§ Page excerpt
****************************************

In our view a local authority must be responsible for deciding what works are required. It is absolutely essential to put into the Clause the words, "in the opinion of the authority." It is the authority, and the authority alone, which should be master of the situation on the question of what is required. That is why the words are suggested, but once the local authority has made up its mind what work is required then we put an obligation upon it to carry out the work. Therefore, we use not the word "may" but the word "shall." I have put the point as clearly as I can, though it may not be intelligible to everybody.

Surely if we put in the words, "in the opinion of the authority" that means that the local authority cannot be challenged on anything that it does or does not do. If a local authority decides to do nothing in a case where a house requires something to be done to it, I can raise the matter in the House because as a result of the first Amendment there is a statutory duty on the local authority to do something. I can raise the matter with the Secretary of State and he can challenge the local authority for not having carried out the statute.

The statute, as a result of the first Amendment which we accepted, will make it clear that the local authority has to do something or the tenant can challenge it in the court. However, if we insert the words proposed now, we can be met with the reply from the Secretary of State for Scotland that the matter has been left to the local authority. If in their opinion nothing is to be done, whether that opinion is justified or not, and they decide that nothing is to be done, then the tenant has no come-back and Members of Parliament have no means of ensuring that the spirit of the Clause is put into operation.

The Lord Advocate has now made it perfectly clear that the Government are prepared to leave with the local authorities such a power as will override their own pious hopes that something should be done for the tenants. Is it the case that the local authority is able to do anything, and then, as a result of the words proposed to be inserted, nothing can be done about it despite the feeling of the tenant, the feeling of, probably, a minority of the town council and even the feeling of Members of Parliament? If that is the case, the Joint Under-Secretary is being less than open and frank with the Committee. He has changed "may" to "shall" as we wished, but he then seeks to negative that Amendment by inserting the proposed words.

****************************************

§ Request 1
Can you write out the part of the debate excerpt starting at "The Lord Advocate" and ending at "the proposed words."?
§ Request 2
In the listing, can you swap "outlines" for "polygons" in the lines starting at the one containing "[trace] **white helmet** -> outlines" and ending at the one containing "380L306 389L302 379L312", and return only those lines?
The debate excerpt and the listing have nothing to do with each other.

****************************************

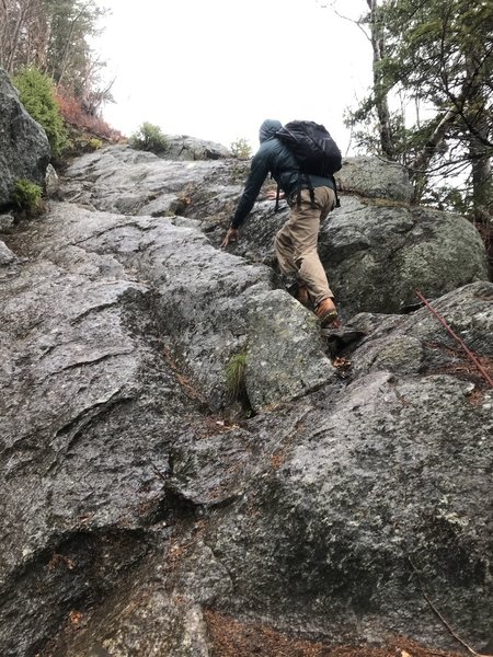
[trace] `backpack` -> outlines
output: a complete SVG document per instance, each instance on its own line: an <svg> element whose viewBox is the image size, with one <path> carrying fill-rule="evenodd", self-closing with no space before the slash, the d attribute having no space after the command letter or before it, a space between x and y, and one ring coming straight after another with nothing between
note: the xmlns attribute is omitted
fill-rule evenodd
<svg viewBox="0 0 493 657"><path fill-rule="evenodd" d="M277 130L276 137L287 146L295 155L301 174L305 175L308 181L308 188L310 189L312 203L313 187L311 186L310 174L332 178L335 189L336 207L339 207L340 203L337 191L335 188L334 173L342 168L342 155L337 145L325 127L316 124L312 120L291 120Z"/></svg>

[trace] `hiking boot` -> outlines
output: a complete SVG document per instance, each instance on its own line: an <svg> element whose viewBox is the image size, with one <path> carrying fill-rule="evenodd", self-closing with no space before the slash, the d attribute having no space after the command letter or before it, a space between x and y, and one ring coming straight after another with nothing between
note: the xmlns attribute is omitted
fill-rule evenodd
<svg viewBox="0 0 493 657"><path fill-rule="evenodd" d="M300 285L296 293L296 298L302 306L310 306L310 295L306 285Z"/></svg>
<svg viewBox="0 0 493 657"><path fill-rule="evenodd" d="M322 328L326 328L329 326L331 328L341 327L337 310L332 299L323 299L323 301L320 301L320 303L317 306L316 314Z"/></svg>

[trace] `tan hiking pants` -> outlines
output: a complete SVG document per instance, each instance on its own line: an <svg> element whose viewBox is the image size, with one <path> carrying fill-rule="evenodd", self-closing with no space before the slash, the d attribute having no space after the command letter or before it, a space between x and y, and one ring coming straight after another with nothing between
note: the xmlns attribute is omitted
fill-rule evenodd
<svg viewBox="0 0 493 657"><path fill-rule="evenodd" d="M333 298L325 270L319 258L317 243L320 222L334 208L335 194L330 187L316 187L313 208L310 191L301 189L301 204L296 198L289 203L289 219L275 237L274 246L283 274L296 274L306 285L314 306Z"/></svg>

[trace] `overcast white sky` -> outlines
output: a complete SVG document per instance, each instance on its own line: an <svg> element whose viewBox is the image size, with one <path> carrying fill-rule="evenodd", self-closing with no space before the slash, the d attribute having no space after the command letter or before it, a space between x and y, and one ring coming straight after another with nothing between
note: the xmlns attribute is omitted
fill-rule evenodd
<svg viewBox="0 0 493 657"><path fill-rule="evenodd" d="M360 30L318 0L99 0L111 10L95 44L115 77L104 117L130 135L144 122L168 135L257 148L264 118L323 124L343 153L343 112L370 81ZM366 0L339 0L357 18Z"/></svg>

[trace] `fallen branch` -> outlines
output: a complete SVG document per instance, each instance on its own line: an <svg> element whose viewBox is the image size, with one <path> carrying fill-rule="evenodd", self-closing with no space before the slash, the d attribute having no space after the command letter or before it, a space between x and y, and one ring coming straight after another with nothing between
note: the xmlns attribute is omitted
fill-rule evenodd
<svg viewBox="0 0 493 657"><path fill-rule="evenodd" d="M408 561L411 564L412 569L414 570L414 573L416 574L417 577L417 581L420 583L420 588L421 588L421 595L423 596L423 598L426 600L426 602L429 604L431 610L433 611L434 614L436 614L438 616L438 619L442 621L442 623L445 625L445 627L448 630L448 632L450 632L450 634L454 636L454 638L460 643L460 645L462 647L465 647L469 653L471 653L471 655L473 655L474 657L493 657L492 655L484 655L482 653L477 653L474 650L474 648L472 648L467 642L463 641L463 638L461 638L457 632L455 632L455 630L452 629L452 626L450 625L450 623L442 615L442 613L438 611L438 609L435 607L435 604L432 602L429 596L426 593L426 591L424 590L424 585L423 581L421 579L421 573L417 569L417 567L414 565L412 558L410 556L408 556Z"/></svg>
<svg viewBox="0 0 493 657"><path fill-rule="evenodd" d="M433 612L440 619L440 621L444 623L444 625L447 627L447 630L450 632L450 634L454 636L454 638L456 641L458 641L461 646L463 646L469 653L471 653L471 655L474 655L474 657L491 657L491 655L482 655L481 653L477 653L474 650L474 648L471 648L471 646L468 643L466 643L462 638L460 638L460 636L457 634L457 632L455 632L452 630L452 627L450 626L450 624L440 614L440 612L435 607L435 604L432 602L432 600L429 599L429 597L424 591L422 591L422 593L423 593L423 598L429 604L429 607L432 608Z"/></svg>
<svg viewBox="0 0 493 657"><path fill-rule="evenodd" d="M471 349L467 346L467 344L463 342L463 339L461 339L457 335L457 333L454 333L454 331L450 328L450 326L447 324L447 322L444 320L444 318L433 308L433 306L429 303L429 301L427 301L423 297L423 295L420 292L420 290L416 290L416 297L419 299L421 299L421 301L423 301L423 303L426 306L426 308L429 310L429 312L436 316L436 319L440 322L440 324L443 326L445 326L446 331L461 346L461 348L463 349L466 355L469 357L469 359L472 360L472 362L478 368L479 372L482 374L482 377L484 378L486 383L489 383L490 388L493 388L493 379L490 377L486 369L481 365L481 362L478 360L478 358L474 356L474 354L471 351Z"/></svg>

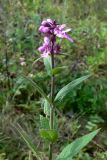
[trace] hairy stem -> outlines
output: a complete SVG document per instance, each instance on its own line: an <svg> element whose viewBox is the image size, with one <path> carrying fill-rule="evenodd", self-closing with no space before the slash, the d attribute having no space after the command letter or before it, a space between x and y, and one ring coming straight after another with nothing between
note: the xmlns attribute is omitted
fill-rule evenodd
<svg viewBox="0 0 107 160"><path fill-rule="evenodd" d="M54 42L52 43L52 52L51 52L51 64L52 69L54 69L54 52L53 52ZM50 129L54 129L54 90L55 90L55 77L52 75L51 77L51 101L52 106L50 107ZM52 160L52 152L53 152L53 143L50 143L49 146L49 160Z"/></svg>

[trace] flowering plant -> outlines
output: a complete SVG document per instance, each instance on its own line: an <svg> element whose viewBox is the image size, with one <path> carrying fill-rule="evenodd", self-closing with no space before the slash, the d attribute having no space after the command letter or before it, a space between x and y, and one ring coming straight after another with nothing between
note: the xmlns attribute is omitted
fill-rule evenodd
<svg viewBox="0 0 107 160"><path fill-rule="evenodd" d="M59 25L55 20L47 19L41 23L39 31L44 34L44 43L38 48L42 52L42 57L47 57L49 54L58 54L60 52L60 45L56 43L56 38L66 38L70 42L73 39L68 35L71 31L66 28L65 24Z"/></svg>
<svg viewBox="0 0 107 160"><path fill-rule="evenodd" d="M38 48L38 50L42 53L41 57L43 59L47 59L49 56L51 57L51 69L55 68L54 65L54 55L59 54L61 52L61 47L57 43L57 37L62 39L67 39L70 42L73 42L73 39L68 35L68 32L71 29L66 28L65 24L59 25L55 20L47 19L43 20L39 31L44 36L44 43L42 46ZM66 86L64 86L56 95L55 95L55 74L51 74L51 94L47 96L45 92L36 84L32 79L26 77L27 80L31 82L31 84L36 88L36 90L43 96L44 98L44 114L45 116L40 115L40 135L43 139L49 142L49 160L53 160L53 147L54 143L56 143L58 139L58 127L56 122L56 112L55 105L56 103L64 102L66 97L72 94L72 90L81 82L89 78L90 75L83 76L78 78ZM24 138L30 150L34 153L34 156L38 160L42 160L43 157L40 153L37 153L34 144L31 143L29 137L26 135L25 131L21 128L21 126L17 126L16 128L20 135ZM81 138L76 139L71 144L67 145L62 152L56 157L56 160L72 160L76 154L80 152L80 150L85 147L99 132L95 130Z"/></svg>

****************************************

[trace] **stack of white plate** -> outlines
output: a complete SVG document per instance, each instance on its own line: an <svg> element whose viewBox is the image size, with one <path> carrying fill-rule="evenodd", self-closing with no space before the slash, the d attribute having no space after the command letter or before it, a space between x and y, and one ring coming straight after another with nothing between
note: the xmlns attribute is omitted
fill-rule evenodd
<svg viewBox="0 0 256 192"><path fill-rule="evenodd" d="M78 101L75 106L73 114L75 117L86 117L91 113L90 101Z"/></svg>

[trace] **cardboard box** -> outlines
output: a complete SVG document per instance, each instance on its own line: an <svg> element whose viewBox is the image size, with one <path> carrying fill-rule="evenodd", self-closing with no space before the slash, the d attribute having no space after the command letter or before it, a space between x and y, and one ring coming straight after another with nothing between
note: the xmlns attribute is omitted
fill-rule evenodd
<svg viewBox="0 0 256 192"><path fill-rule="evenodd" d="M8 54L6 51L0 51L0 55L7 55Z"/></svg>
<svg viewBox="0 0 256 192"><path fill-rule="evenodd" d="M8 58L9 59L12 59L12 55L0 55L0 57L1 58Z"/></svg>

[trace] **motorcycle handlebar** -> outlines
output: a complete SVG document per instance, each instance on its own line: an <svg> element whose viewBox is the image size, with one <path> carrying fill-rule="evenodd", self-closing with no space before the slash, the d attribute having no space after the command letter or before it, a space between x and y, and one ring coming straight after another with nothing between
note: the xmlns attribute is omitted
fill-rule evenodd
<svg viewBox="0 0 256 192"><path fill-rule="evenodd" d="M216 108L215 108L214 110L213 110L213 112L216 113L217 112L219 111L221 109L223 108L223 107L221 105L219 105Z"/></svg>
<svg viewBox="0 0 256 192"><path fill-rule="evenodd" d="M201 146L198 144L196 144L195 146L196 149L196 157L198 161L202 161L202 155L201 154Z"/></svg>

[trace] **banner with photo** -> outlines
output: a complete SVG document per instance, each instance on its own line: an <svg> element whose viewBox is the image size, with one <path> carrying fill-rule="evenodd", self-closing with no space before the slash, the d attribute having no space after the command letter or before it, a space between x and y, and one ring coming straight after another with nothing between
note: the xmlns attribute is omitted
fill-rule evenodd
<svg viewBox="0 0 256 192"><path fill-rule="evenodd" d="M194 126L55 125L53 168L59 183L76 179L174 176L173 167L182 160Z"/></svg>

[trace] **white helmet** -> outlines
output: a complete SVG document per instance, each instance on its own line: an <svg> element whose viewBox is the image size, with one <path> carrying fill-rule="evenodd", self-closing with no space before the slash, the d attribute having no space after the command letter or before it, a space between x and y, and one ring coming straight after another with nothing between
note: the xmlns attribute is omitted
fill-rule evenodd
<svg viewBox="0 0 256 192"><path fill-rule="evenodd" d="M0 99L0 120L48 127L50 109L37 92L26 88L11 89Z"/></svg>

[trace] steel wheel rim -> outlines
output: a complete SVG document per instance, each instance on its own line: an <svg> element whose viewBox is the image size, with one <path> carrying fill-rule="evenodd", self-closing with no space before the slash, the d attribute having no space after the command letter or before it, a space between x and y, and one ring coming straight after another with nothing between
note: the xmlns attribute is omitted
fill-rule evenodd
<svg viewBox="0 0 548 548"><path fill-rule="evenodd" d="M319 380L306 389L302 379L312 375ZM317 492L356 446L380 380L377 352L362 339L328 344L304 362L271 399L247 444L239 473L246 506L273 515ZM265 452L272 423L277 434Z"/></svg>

****************************************

§ Complete answer 1
The Lord Advocate has now made it perfectly clear that the Government are prepared to leave with the local authorities such a power as will override their own pious hopes that something should be done for the tenants. Is it the case that the local authority is able to do anything, and then, as a result of the words proposed to be inserted, nothing can be done about it despite the feeling of the tenant, the feeling of, probably, a minority of the town council and even the feeling of Members of Parliament? If that is the case, the Joint Under-Secretary is being less than open and frank with the Committee. He has changed "may" to "shall" as we wished, but he then seeks to negative that Amendment by inserting the proposed words.

§ Complete answer 2
[trace] **white helmet** -> polygons
output: a complete SVG document per instance, each instance on its own line: an <svg> element whose viewBox is the image size, with one <path> carrying fill-rule="evenodd", self-closing with no space before the slash, the d attribute having no space after the command letter or before it, a space between x and y, and one ring coming straight after another with nothing between
note: the xmlns attribute is omitted
fill-rule evenodd
<svg viewBox="0 0 256 192"><path fill-rule="evenodd" d="M0 99L0 120L48 127L50 109L37 92L26 88L11 89Z"/></svg>

[trace] steel wheel rim -> polygons
output: a complete SVG document per instance, each instance on its own line: an <svg> element whose viewBox is the image size, with one <path> carrying fill-rule="evenodd", self-closing with no space before the slash, the d attribute having no space after the command letter or before it, a space between x and y, and one ring coming straight after another with nothing between
note: the xmlns attribute is omitted
fill-rule evenodd
<svg viewBox="0 0 548 548"><path fill-rule="evenodd" d="M319 380L306 389L302 379L312 375ZM317 492L356 446L380 380L377 352L362 339L328 344L304 362L271 399L247 444L239 473L246 506L273 515ZM265 452L272 423L277 434Z"/></svg>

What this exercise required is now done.